- Aufgabe:
Schreibe alle folgenden Zeilen neu und setze dabei überall „Konturen“ statt „Outlines“ ein. Alles andere bleibt gleich.

------ Datenzeilen ------

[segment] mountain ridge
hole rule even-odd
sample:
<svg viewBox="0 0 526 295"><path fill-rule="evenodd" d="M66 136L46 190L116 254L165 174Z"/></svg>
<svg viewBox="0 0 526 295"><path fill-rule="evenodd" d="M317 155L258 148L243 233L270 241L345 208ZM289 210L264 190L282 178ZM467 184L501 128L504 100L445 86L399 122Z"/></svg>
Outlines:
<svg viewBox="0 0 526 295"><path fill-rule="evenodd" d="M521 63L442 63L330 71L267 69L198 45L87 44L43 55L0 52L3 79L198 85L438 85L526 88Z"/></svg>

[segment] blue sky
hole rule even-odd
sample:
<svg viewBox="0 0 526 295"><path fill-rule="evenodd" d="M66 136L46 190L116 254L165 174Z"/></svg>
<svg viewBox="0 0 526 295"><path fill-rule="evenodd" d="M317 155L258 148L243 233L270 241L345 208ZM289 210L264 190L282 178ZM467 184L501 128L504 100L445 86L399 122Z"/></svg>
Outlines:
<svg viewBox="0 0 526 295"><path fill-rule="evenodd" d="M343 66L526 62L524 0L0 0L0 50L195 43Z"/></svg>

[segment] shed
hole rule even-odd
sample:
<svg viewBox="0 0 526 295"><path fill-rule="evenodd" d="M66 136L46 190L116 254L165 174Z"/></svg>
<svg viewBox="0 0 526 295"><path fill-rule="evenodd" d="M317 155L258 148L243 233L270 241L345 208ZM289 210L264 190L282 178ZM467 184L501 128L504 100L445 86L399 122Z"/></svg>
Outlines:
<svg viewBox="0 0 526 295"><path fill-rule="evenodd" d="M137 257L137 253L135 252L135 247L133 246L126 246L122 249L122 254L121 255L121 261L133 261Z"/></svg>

------

- Antwort:
[segment] mountain ridge
hole rule even-odd
sample:
<svg viewBox="0 0 526 295"><path fill-rule="evenodd" d="M66 136L46 190L116 254L165 174Z"/></svg>
<svg viewBox="0 0 526 295"><path fill-rule="evenodd" d="M317 155L258 148L243 233L270 241L345 208ZM289 210L264 190L282 178ZM467 184L501 128L504 100L445 86L399 122Z"/></svg>
Konturen:
<svg viewBox="0 0 526 295"><path fill-rule="evenodd" d="M521 63L442 63L330 71L267 69L198 45L87 44L43 55L0 52L3 79L198 85L438 85L526 88Z"/></svg>

[segment] blue sky
hole rule even-odd
sample:
<svg viewBox="0 0 526 295"><path fill-rule="evenodd" d="M66 136L46 190L116 254L165 174Z"/></svg>
<svg viewBox="0 0 526 295"><path fill-rule="evenodd" d="M317 155L258 148L243 233L270 241L345 208ZM289 210L264 190L282 178ZM467 184L501 128L504 100L445 86L399 122Z"/></svg>
Konturen:
<svg viewBox="0 0 526 295"><path fill-rule="evenodd" d="M343 66L526 62L524 0L0 0L0 50L195 43Z"/></svg>

[segment] shed
hole rule even-odd
sample:
<svg viewBox="0 0 526 295"><path fill-rule="evenodd" d="M66 136L46 190L116 254L165 174Z"/></svg>
<svg viewBox="0 0 526 295"><path fill-rule="evenodd" d="M317 155L258 148L243 233L270 241L345 208ZM289 210L264 190L282 178ZM467 184L501 128L504 100L445 86L399 122Z"/></svg>
Konturen:
<svg viewBox="0 0 526 295"><path fill-rule="evenodd" d="M137 257L137 253L135 252L135 247L133 246L126 246L122 249L122 254L121 255L121 261L133 261Z"/></svg>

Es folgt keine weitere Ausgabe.